===== Passage provided =====
There are two intertwined problems here.

First, if we are downing the interface, we will get called as part of
the process.  When that happens, we don't really want to do anything
here as the next thing to happen is ipoib_mcast_dev_flush will get
called.  We just want to let it do all the work since we don't need to
do any address matches and such.  So, we should be testing for whether
or not the interface is up at the beginning of this function and
returning if it isn't.

Second, the attempt to grab the rtnl_lock to prevent racing against
ipoib_mcast_dev_flush was mistaken.  The removed mcast groups are on a
stack local list head and so once we've removed them from the mcast
rbtree, ipoib_mcast_dev_flush can no longer find them and race us on
removing them.  However, because we attempt to take the lock, and then
check the status of the interface, if our interface has gone down, we
simply return.  This is absolutely the wrong thing to do as it means we
just leaked all of the mcast entries on our remove list.

The fix is to check for the interface being up at the very beginning of
the function, and then to always remove our entries on the remove list
no matter what as they will get leaked otherwise, and skip taking the
rtnl_lock since it isn't needed anyway.

Signed-off-by: Doug Ledford <dledford@redhat.com>
---
 drivers/infiniband/ulp/ipoib/ipoib_multicast.c | 19 +++----------------
 1 file changed, 3 insertions(+), 16 deletions(-)

diff --git a/drivers/infiniband/ulp/ipoib/ipoib_multicast.c b/drivers/infiniband/ulp/ipoib/ipoib_multicast.c
index 972fa15a225..10e05437c83 100644
--- a/drivers/infiniband/ulp/ipoib/ipoib_multicast.c
+++ b/drivers/infiniband/ulp/ipoib/ipoib_multicast.c
@@ -871,6 +871,9 @@ void ipoib_mcast_restart_task(struct work_struct *work)
=====
Requests —
• 1. Please write out the IPoIB multicast patch, everything from "There are two" down to "if it isn't.".
• 2. According to the IPoIB multicast patch, how many insertions and deletions does the change make?
• 3. Proceed with the IPoIB multicast patch from the point where it stops.
===== Extracted material =====
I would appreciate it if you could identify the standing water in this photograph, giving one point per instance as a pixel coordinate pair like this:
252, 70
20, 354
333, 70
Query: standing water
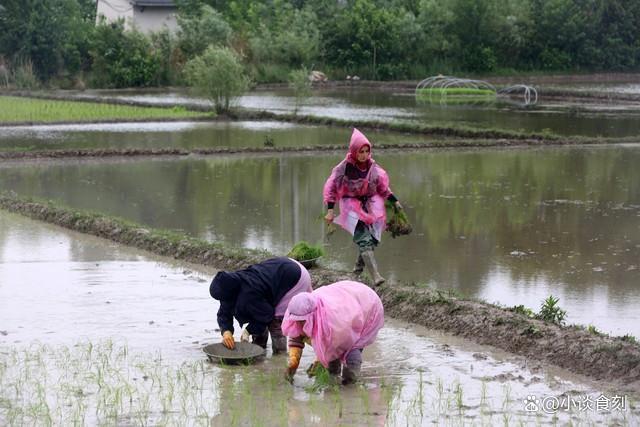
95, 333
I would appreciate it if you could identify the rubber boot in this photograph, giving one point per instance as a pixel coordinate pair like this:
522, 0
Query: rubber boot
=====
Results of the exercise —
• 1.
There are two intertwined problems here.

First, if we are downing the interface, we will get called as part of
the process.  When that happens, we don't really want to do anything
here as the next thing to happen is ipoib_mcast_dev_flush will get
called.  We just want to let it do all the work since we don't need to
do any address matches and such.  So, we should be testing for whether
or not the interface is up at the beginning of this function and
returning if it isn't.

• 2. 3 insertions and 16 deletions.

• 3.
 	unsigned long flags;
 	struct ib_sa_mcmember_rec rec;
 
+	if (!test_bit(IPOIB_FLAG_ADMIN_UP, &priv->flags))
+		return;
+
 	ipoib_dbg_mcast(priv, "restarting multicast task\n");
 
 	local_irq_save(flags);
@@ -965,21 +968,6 @@ void ipoib_mcast_restart_task(struct work_struct *work)
 		if (test_bit(IPOIB_MCAST_FLAG_BUSY, &mcast->flags))
 			wait_for_completion(&mcast->done);
 
-	/*
-	 * We have to cancel outside of the spinlock, but we have to
-	 * take the rtnl lock or else we race with the removal of
-	 * entries from the remove list in mcast_dev_flush as part
-	 * of ipoib_stop().  We detect the drop of the ADMIN_UP flag
-	 * to signal that we have hit this particular race, and we
-	 * return since we know we don't need to do anything else
-	 * anyway.
-	 */
-	while (!rtnl_trylock()) {
-		if (!test_bit(IPOIB_FLAG_ADMIN_UP, &priv->flags))
-			return;
-		else
-			msleep(20);
-	}
 	list_for_each_entry_safe(mcast, tmcast, &remove_list, list) {
 		ipoib_mcast_leave(mcast->dev, mcast);
 		ipoib_mcast_free(mcast);
@@ -988,7 +976,6 @@ void ipoib_mcast_restart_task(struct work_struct *work)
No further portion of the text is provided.